Data to examine
——
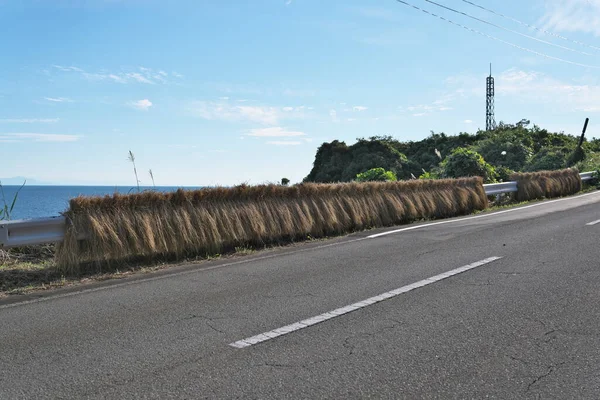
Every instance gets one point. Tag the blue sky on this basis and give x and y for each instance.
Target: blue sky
(230, 91)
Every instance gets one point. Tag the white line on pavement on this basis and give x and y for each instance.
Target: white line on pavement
(263, 337)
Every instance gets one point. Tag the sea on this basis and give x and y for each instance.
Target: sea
(50, 201)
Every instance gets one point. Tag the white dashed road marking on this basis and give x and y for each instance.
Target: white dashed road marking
(263, 337)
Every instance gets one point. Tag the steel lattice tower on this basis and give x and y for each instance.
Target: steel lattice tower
(490, 121)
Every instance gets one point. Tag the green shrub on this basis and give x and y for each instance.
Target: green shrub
(376, 175)
(463, 162)
(547, 159)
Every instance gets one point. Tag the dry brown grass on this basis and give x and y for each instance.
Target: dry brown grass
(184, 224)
(546, 184)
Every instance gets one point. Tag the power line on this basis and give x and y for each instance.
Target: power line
(531, 26)
(498, 39)
(507, 29)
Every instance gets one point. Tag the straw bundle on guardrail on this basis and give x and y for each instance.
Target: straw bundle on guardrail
(214, 220)
(546, 184)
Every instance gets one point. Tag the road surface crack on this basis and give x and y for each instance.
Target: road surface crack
(207, 320)
(549, 372)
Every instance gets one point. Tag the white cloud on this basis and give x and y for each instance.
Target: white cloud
(59, 99)
(143, 105)
(139, 78)
(333, 115)
(276, 131)
(283, 143)
(571, 16)
(265, 115)
(225, 111)
(145, 75)
(37, 137)
(60, 67)
(29, 120)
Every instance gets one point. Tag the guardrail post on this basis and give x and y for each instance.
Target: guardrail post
(3, 235)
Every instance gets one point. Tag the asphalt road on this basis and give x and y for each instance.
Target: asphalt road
(526, 325)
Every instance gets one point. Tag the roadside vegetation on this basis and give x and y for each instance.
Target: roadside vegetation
(376, 182)
(203, 222)
(492, 155)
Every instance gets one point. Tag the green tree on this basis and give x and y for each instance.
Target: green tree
(547, 159)
(504, 150)
(376, 174)
(463, 162)
(330, 161)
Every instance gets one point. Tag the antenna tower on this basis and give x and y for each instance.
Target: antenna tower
(490, 121)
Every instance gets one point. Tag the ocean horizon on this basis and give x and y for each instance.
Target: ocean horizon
(39, 201)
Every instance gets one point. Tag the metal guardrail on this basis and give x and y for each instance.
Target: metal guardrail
(499, 188)
(33, 231)
(52, 230)
(587, 176)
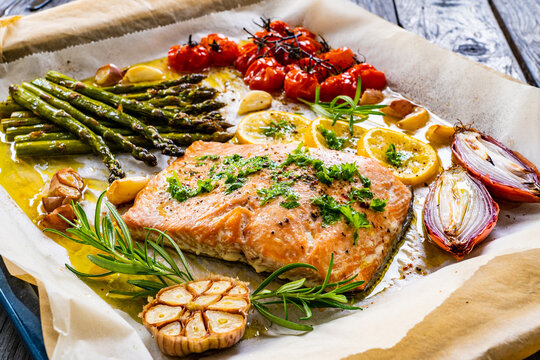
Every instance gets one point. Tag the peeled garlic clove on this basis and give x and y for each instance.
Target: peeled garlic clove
(415, 120)
(218, 288)
(194, 327)
(198, 287)
(108, 75)
(141, 73)
(126, 189)
(255, 100)
(440, 134)
(371, 96)
(399, 108)
(176, 295)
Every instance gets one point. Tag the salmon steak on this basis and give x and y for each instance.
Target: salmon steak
(277, 204)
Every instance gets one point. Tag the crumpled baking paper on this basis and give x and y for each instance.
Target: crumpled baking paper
(485, 306)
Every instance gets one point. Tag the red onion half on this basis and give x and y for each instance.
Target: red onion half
(506, 173)
(459, 212)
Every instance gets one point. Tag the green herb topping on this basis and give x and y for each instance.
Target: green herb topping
(396, 158)
(280, 189)
(344, 107)
(278, 129)
(332, 141)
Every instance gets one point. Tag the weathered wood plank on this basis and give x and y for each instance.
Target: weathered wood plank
(466, 27)
(383, 8)
(11, 345)
(522, 23)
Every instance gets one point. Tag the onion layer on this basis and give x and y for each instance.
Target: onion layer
(459, 212)
(506, 173)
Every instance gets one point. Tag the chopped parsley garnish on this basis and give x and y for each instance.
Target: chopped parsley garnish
(394, 157)
(332, 210)
(208, 157)
(378, 205)
(363, 194)
(278, 129)
(182, 192)
(331, 138)
(279, 189)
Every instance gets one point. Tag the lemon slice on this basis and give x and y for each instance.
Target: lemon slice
(314, 137)
(271, 127)
(419, 161)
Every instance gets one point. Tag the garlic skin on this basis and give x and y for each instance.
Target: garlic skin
(198, 316)
(254, 100)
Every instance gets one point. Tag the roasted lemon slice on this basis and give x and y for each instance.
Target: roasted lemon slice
(341, 138)
(198, 316)
(271, 127)
(411, 160)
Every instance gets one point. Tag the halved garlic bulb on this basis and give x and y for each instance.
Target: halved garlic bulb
(198, 316)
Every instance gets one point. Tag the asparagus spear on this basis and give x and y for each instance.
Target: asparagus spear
(107, 133)
(61, 118)
(85, 103)
(191, 109)
(9, 106)
(132, 106)
(75, 147)
(11, 122)
(131, 88)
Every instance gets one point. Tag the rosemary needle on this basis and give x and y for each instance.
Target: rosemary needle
(120, 254)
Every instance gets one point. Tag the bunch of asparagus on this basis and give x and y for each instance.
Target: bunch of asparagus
(57, 115)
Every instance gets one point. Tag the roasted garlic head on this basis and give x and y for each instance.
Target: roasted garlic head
(198, 316)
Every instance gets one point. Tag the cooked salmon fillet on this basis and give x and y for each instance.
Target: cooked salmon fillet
(238, 227)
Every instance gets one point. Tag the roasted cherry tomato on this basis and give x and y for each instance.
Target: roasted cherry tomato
(371, 77)
(342, 84)
(223, 52)
(248, 54)
(190, 57)
(300, 84)
(303, 31)
(341, 58)
(265, 74)
(280, 27)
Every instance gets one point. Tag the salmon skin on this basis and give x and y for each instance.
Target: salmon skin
(235, 225)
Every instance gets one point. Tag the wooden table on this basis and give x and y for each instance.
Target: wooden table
(501, 34)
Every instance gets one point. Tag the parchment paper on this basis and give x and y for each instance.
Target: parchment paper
(487, 305)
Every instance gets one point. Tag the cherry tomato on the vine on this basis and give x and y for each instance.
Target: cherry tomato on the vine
(371, 78)
(341, 58)
(265, 74)
(300, 84)
(247, 55)
(190, 57)
(342, 84)
(223, 52)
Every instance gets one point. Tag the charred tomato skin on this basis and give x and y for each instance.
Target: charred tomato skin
(223, 52)
(498, 190)
(265, 74)
(190, 57)
(300, 84)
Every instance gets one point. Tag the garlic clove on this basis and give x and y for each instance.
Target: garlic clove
(198, 287)
(142, 73)
(178, 295)
(255, 100)
(162, 314)
(218, 287)
(221, 322)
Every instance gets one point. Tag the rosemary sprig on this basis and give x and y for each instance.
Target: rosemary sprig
(343, 107)
(294, 293)
(120, 254)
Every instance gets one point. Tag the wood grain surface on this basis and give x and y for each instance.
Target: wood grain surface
(501, 34)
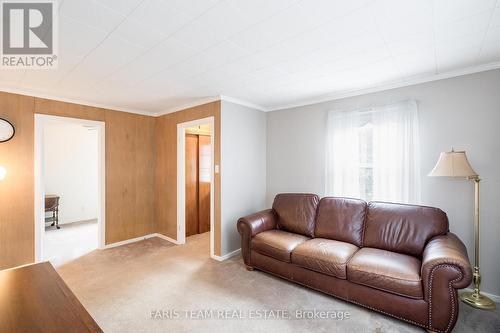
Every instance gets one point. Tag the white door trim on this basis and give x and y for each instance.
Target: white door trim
(181, 180)
(39, 198)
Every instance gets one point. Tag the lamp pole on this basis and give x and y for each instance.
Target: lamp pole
(475, 298)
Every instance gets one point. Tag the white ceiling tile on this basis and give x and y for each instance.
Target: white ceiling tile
(262, 9)
(157, 59)
(352, 26)
(451, 59)
(214, 26)
(11, 77)
(326, 10)
(414, 17)
(123, 6)
(284, 25)
(475, 24)
(106, 59)
(91, 13)
(212, 58)
(450, 10)
(490, 52)
(139, 34)
(158, 15)
(411, 44)
(416, 62)
(193, 8)
(155, 54)
(77, 39)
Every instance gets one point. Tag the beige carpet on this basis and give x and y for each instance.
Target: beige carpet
(122, 287)
(72, 241)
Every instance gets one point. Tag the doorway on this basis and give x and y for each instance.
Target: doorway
——
Your instructions
Could you show every line of the listing that holds the string "doorway"?

Response below
Every instance gets one point. Tag the doorway on this basis and give x and y for each instance.
Target: doorway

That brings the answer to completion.